* Things to do *
**A.** According to the pothos care guide below, what range of temperatures do pothos prefer?
**B.** Continue the pothos care guide below, beginning after its final sentence on repotting.

* Passage for review *
>>>
As a general rule, you should water a pothos once every week in warmer months and once every two weeks in colder months. Keep soil moist, but be careful not to overwater — pothos do best when their soil is allowed to dry out between waterings.
If the leaves are wilting or turning brown, you should water the plant more often. If the leaves are yellow, you may be watering it too much. Excessive watering may cause root rot.
Do not allow your pothos to stand in water, unless it is a cutting started in water. Pothos can grow in water as well as soil, but they have a hard time switching from one growing medium to the other. A pothos plant started in soil will thrive best if continued to grow in soil, and vice versa.
Why are my pothos leaves turning yellow?
Though it may seem that leaves would yellow because of underwatering, typically the opposite is true for the easygoing pothos plant. Typically, pothos leaves yellow because of improper soil moisture. In particular, overwatering. Only water the plant when the top 25% of its pot has dried out, and make sure water seeps out through a drainage hole. Never allow a pothos to have “wet feet,” or lingering wet soil in the bottom of the pot.
Should I mist my pothos?
As a rule of thumb, no. Pothos don’t typically require misting. To increase humidity around a pothos in the winter months, you’d be best to set the plant on a pebble tray. Misting the plant won’t help keep it adequately watered or in the proper humidity, and may even increase the risk of pest infestation on the plant.
What temperature is best for pothos?
Pothos can tolerate moderate temperatures ranging from 55 – 85℉, however they are tropical plants and so prefer high humidity and temperatures of 70 – 90℉.
What pests are attracted to pothos?
The most common causes of problems with pothos are easy to fix, making it a great option for the first-time gardener. This houseplant has no serious insect or disease problems, although you might find mealybugs and scale making a home out of your greenery. You can use a cotton ball dipped in alcohol to kill the pests. Checking the plant weekly can prevent high infestations. Even then, you can simply rinse off the mealybugs or treat with a horticultural oil spray.
When should I repot my pothos?
Though pothos are a resilient plant, their roots will eventually overtake the pot and begin to cause problems. If you notice your pothos leaves are drooping even though the plant is in the correct sunlight and receiving the correct amount of water, it might be time to repot. First, check to make sure root growth is the issue by carefully pulling the plant from the pot. If this is the case, transfer it to a container that is a few inches larger and fill it with fresh, well-draining soil.
<<<
[Dataset excerpts]
>>>
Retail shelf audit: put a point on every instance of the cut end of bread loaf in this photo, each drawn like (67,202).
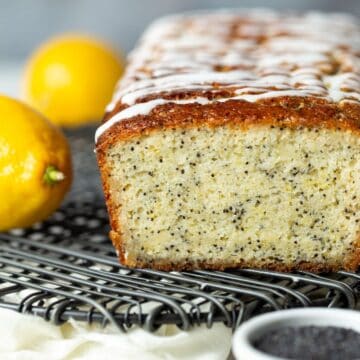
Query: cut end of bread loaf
(266,197)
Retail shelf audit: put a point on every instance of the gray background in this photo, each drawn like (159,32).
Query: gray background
(26,23)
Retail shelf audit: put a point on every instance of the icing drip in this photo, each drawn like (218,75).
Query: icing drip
(261,54)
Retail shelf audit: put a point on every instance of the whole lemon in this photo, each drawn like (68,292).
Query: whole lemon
(35,165)
(71,79)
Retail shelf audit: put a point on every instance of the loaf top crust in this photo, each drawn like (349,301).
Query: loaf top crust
(225,64)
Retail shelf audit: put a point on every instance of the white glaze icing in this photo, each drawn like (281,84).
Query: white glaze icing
(268,55)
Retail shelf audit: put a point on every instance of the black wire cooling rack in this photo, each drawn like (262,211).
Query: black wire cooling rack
(66,268)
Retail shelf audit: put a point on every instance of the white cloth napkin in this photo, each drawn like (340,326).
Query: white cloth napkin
(26,337)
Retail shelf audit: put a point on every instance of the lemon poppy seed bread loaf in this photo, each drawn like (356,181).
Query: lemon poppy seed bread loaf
(234,141)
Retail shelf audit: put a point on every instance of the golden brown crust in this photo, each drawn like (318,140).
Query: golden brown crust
(280,111)
(290,112)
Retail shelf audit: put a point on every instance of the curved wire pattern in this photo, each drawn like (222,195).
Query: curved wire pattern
<<<
* Answers to the exercises *
**A.** Pothos prefer temperatures of 70 – 90℉, along with high humidity.

**B.**
Are pothos toxic?
Though rarely fatal, ingesting pothos can cause vomiting and irritation in pets and children. Parents and pet owners should take care to keep pothos plants out of reach of children — including the iconic hanging vines.
What makes pothos toxic?
Pothos contain calcium oxalate crystals in their stems and leaves, which are harmful to cats, dogs and children. These crystals can penetrate the soft tissue in the skin, mouth and throat, causing irritation.
Though ingestion of pothos leaves and stems is rarely fatal, it’s a best practice to keep your plant out of your pet’s and children’s reach.
Signs of pothos poisoning
Pothos poisoning in pets and children will usually only escalate to discomfort and possible vomiting. Here are the symptoms to look out for if you suspect a child or pet has ingested a pothos.
Burning or swelling of the mouth
Difficulty speaking and swallowing
Pawing at the mouth
Irritation of the eyes, mouth or lips
If you suspect your child has ingested pothos, call the Poison Control Center at (800) 222-1222. If you suspect your pet has ingested pothos, contact their veterinarian or the Animal Poison Control Center.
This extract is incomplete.